GIVEN TASK
Repeat the listing below line for line, without any changes.

[Records from a point labeling set]
|---|
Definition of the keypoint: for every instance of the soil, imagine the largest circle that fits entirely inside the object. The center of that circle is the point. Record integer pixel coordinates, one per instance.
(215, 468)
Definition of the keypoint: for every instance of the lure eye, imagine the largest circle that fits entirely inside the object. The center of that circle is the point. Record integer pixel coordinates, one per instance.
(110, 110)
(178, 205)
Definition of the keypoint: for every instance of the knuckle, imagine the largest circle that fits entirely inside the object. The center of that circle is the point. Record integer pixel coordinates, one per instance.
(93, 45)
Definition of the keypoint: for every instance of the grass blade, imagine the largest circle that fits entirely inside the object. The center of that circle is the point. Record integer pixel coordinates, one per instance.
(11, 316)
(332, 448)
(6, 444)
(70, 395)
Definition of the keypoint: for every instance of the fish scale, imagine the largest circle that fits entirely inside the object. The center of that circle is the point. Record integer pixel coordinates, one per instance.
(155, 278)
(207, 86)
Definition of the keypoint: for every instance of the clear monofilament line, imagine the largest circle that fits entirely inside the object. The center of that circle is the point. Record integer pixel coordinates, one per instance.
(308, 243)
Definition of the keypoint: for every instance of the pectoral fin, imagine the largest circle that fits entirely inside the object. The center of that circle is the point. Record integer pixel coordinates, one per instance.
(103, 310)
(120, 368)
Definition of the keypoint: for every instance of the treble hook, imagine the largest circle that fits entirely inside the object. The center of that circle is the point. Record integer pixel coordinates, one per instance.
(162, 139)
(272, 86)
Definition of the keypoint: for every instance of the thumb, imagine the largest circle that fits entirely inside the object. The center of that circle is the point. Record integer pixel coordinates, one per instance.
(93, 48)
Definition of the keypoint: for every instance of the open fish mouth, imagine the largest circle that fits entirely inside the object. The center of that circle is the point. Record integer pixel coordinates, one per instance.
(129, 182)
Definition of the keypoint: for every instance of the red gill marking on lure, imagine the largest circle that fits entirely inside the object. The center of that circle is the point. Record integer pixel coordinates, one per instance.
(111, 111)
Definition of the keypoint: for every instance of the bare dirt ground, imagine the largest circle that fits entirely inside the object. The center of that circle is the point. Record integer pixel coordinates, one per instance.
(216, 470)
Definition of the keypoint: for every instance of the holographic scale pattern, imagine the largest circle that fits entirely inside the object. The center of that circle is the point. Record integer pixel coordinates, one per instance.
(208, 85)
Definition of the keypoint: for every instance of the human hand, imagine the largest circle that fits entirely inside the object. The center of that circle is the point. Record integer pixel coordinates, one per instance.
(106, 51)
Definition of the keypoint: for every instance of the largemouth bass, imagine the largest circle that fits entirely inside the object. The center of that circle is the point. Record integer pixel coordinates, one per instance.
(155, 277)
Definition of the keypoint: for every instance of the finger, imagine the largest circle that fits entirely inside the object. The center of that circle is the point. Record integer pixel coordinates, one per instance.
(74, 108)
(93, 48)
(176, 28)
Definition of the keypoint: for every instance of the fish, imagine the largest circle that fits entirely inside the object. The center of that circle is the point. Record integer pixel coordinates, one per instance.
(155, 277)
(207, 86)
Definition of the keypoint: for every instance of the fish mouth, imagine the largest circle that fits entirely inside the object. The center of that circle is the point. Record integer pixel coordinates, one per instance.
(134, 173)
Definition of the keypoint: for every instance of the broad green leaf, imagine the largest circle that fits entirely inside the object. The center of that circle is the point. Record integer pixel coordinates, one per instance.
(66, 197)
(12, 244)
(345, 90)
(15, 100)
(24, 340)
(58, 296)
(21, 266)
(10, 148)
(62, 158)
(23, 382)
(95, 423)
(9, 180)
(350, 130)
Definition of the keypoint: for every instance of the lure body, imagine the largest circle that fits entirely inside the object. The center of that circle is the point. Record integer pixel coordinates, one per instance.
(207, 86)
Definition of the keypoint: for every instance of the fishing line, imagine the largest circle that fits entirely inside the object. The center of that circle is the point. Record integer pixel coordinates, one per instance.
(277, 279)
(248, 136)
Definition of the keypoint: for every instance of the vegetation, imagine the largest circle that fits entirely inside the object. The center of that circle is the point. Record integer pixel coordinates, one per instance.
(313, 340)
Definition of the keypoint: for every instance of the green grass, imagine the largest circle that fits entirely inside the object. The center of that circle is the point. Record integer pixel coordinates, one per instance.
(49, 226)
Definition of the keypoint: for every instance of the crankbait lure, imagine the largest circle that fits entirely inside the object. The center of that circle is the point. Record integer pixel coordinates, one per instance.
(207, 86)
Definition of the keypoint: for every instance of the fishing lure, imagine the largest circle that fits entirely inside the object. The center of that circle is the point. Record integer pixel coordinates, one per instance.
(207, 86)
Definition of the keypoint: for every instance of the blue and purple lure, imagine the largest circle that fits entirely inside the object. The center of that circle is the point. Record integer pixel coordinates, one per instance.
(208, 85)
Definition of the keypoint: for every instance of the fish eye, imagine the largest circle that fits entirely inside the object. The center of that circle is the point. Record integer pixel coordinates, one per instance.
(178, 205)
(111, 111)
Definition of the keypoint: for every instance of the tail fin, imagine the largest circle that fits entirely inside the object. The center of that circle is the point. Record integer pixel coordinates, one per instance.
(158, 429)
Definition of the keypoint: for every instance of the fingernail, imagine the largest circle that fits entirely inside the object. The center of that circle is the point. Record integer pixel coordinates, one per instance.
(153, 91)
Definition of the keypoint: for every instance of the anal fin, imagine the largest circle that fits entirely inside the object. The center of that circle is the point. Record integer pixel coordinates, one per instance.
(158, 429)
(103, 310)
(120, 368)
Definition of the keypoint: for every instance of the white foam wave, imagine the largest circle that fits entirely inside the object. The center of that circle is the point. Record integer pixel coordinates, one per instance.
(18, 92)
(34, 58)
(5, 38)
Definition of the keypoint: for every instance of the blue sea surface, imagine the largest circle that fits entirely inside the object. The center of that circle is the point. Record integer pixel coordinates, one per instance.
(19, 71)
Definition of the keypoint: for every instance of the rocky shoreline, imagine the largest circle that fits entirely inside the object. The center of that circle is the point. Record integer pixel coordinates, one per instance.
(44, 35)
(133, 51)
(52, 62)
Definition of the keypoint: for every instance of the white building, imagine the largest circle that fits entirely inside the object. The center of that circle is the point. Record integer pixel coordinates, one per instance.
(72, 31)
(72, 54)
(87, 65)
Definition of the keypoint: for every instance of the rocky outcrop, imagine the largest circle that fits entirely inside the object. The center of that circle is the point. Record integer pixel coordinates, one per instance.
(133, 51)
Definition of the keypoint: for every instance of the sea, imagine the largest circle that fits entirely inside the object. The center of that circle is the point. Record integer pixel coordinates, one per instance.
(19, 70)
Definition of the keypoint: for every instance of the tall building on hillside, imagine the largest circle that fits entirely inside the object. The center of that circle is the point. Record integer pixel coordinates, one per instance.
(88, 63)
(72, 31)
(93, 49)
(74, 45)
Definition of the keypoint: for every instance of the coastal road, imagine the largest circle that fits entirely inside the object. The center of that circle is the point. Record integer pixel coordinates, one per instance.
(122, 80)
|---|
EXERCISE RESPONSE
Definition of the keypoint: for every instance of the soil, imagine the largest circle that fits entirely inside the object. The center of that circle is the point. Record integer pixel coordinates, one per instance.
(215, 468)
Definition of the keypoint: for every instance of the lure eye, imagine the largest circle that fits entirely inside the object. The center of that circle is the point. Record integer pixel coordinates, one per instance.
(110, 110)
(178, 205)
Definition of the keypoint: for every instance of the knuckle, imagine the largest circle that fits entirely inside the object. The center of that circle is the point. Record integer pixel coordinates, one per instance.
(93, 45)
Definition of the keypoint: for every instance of the grass blade, imagine the largest circle that fits entirely inside the object. The center of that circle is the point. Record integer pixel coordinates, one per instance.
(11, 316)
(332, 448)
(6, 444)
(70, 395)
Definition of the keypoint: for every instance of the fish scale, imagine the largest circle that fits entirely inside the object. The center of that circle is the point. Record integer pixel coordinates, one per instance.
(155, 278)
(207, 86)
Definition of the keypoint: for every instance of the clear monofilament line, imagine the largest circle that fits entirely inside the object. The center of that circle is the point. Record integer pixel coordinates, one per instance.
(308, 243)
Definition of the keypoint: for every instance of the pectoral fin, imagine the largest circle that fits entirely inside the object. The center of that circle is the point. Record integer pixel coordinates, one per instance.
(103, 310)
(120, 368)
Definition of the keypoint: for every instance of the treble hook, imagine the largest circle that fits entirely inside the object. The center of that circle is the point. Record integer pixel coordinates, one per instance.
(162, 139)
(272, 86)
Definition of the keypoint: for every instance of the thumb, imagine the largest circle that fits entirely inside the object. The center of that circle is the point. Record integer pixel coordinates, one per instance.
(93, 48)
Definition of the keypoint: for every instance of the open fish mouth, imagine the largest circle that fits entirely inside the object. The center of that circle is the point. Record integer pixel coordinates, one per instance.
(129, 182)
Definition of the keypoint: for every instance of the red gill marking on lure, imagine the largest circle that fits entirely inside the object. The center of that circle is the point. Record integer pixel coordinates, one per instance.
(111, 111)
Definition of the keypoint: for every instance of the bare dirt ground, imagine the largest circle that fits entirely inside the object. The center of that circle is the point. Record integer pixel coordinates, one per instance.
(216, 470)
Definition of the keypoint: for every instance of the holographic scale pattern, imagine the largest circle that fits entirely inside the object. The center of that circle is the point. Record integer pixel coordinates, one per instance.
(208, 85)
Definition of the keypoint: for every instance of the human hand, imagine the largest circle that fits entirely inside the object. The center of that circle is the point. Record integer pixel coordinates, one per instance.
(106, 51)
Definition of the keypoint: for every instance of the largemouth bass, imagine the largest circle that fits entirely inside the object. The center of that circle is the point. Record integer pixel coordinates, one per instance.
(155, 277)
Definition of the keypoint: for every instance of the finger, imagine the largest circle that fits entirely inside the object. The center of that circle is the point. Record integer pixel coordinates, one per instance.
(74, 108)
(93, 48)
(176, 28)
Definition of the keypoint: for every instance of the fish, imagine the largest circle that fits entirely inside the object. The center of that circle is the point. Record integer pixel coordinates, one per instance.
(155, 277)
(207, 86)
Definition of the keypoint: for every instance of the fish mouth, imagine the largest circle that fits entirely inside the object. The center of that circle is the point. Record integer pixel coordinates, one per instance.
(134, 173)
Definition of the keypoint: for every instance of the broad green leaf, imagine the largest circle that fits entirely inside the object. The center of that circle is the point. Record integer pixel coordinates, one per instance.
(66, 197)
(12, 244)
(345, 90)
(15, 100)
(24, 340)
(58, 296)
(21, 266)
(10, 148)
(62, 158)
(23, 382)
(95, 423)
(9, 180)
(350, 130)
Definition of the keypoint: for every instance of the lure body, imagine the largest circle that fits entirely inside the object. The center of that circle is the point. Record integer pixel coordinates, one per instance.
(207, 86)
Definition of the keypoint: for every instance of the fishing line, imagine the largest circle that fits entirely inside the object. The center of that circle is the point. Record integer pixel coordinates, one per instance.
(277, 279)
(248, 136)
Definition of the keypoint: for every instance of the vegetation, imagine the largest circle that fits entirely inside the object. The center of that circle is the point. Record integer pixel coordinates, one per instance.
(313, 340)
Definition of the keypoint: for every instance of the green grass, imagine the largest circle that fits entirely inside the object. The center of that circle is the point. Record integer pixel coordinates, one per instance.
(49, 226)
Definition of the keypoint: for every instance of the crankbait lure, imagine the largest circle that fits entirely inside the object. The center of that circle is the point. Record integer pixel coordinates, one per instance.
(207, 86)
Definition of the keypoint: for every instance of the fishing lure, imagine the largest circle that fits entirely inside the object. The center of that circle is the point. Record integer pixel coordinates, one per instance.
(207, 86)
Definition of the keypoint: for every instance of the blue and purple lure, imagine the largest circle that fits entirely inside the object. The center of that circle is the point. Record integer pixel coordinates, one per instance.
(208, 85)
Definition of the keypoint: for every instance of the fish eye, imagine the largest circle that fits entirely inside the object. The center of that circle is the point. Record integer pixel coordinates, one per instance.
(178, 205)
(111, 111)
Definition of the keypoint: for every instance of the tail fin, imagine the largest circle that fits entirely inside the object. The center of that circle is the point. Record integer pixel coordinates, one per instance.
(158, 429)
Definition of the keypoint: for every instance of the fingernail, imagine the largest circle that fits entirely inside the object. The center of that circle is the point. Record integer pixel coordinates, one per instance.
(153, 91)
Definition of the keypoint: for every instance of the anal fin, imagine the largest circle that fits entirely inside the object. The center of that circle is the point. Record integer pixel coordinates, one per instance.
(158, 429)
(103, 310)
(120, 368)
Definition of the keypoint: for every instance of the white foam wave, imagine the largest circle that fits entirely inside the object. The center of that circle is the point. Record integer pixel coordinates, one per instance.
(18, 92)
(34, 58)
(5, 38)
Definition of the keypoint: for every instance of the blue sea surface, imagine the largest circle that fits entirely inside the object. The center of that circle is the point. Record integer pixel coordinates, one per instance.
(19, 71)
Definition of the keypoint: for every instance of the rocky shoreline, imagine the largest circle that fits entirely inside the object. The center of that circle is the point. Record integer pixel coordinates, one per instance.
(44, 35)
(133, 51)
(52, 62)
Definition of the keypoint: for every instance of the white building, imagine the largest circle that fits entirely inside the object. The center of that circle is the point. Record integer pixel coordinates, one per instance.
(72, 31)
(72, 54)
(87, 65)
Definition of the keypoint: for every instance of the rocky outcrop, imagine the largest circle that fits entirely inside the object. The center of that circle is the point. Record integer pixel coordinates, one per instance.
(133, 51)
Definition of the keypoint: for every instance of the sea, imagine the largest circle that fits entirely inside the object. The center of that circle is the point. Record integer pixel coordinates, one per instance.
(19, 70)
Definition of the keypoint: for every instance of the tall building on hillside, imagine the largest circle that fits entirely inside the object. The center of that circle is the point. Record integer pixel coordinates, one per instance.
(88, 63)
(72, 31)
(93, 49)
(74, 45)
Definition of the keypoint: for every instance of the coastal road, imagine the largest circle that fits entirely inside the object. The center of that circle is the point. Record integer pixel coordinates, one per instance.
(122, 80)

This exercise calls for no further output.